### REQUIREMENTS:
1. In the cat story below, reproduce the passage that runs from "So I put the" up to and including "in his fly.".
2. Answer these questions using the cat story below:
(a) How long did the fight to get the cat into the basket last?
(b) What height and weight does the narrator give?
(c) What two groups of passengers were on the bus?

### TEXT BLOCK:
So I put the basket on the table, and picked up the cat, cooing soft, gentle phrases that would have calmed down one of those dogs that are banned and owned by people with their names tatooed on their foreheads in mirror writing. Cat started to purr, albeit suspiciously. However, as soon as I got him near the door of the basket, his limbs shot so wide that he was clawing at both sides of the room simultaneously. There followed two minutes of what seemed like fighting with an angry furry octopus with more claws than Geronimo's necklace and the temper of Don King with his german helmet caught in his fly.
"Come on, puss, go in"
"Meow"
"Please...ouch"
"Hiss....snarl"
"Get in you fat f**king furry f**ker"
"Meeoooow...growl..."
etc..etc..
Eventually I succeeded, because I am over 6 feet and 200 pounds. But I had been scratched so much that I looked like I'd had Freddy Krueger round for tea and angered him with a comment about his mother's facial hair. So, I took him to the bus stop and waited in the queue. Cat sat with his paws folded with an expression of loathing disgust, planning his ultimate revenge.... We got on the bus and sat down. It was the usual group of afternoon, off-peak passengers; Old ladies because they could travel for free and spotty adolescents going to burgle houses. For the first few minutes, Cat kept quiet, shuffling about a little, and licking his bottom. Then it started.
"meow..."
"Meowwwww..."
"M E E O O W....WOOOOOOO....WOWOWOWO.....MEEEEEEEOOOWW...grrrrroowwwwlll"

### DATASET EXTRACT:
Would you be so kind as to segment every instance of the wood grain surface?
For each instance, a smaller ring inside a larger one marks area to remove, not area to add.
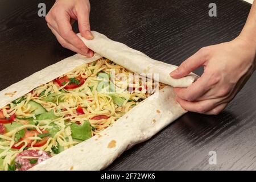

### SOLUTIONS PER TASK:
1.
So I put the basket on the table, and picked up the cat, cooing soft, gentle phrases that would have calmed down one of those dogs that are banned and owned by people with their names tatooed on their foreheads in mirror writing. Cat started to purr, albeit suspiciously. However, as soon as I got him near the door of the basket, his limbs shot so wide that he was clawing at both sides of the room simultaneously. There followed two minutes of what seemed like fighting with an angry furry octopus with more claws than Geronimo's necklace and the temper of Don King with his german helmet caught in his fly.

2.
(a) About two minutes.
(b) Over 6 feet and 200 pounds.
(c) Old ladies and spotty adolescents.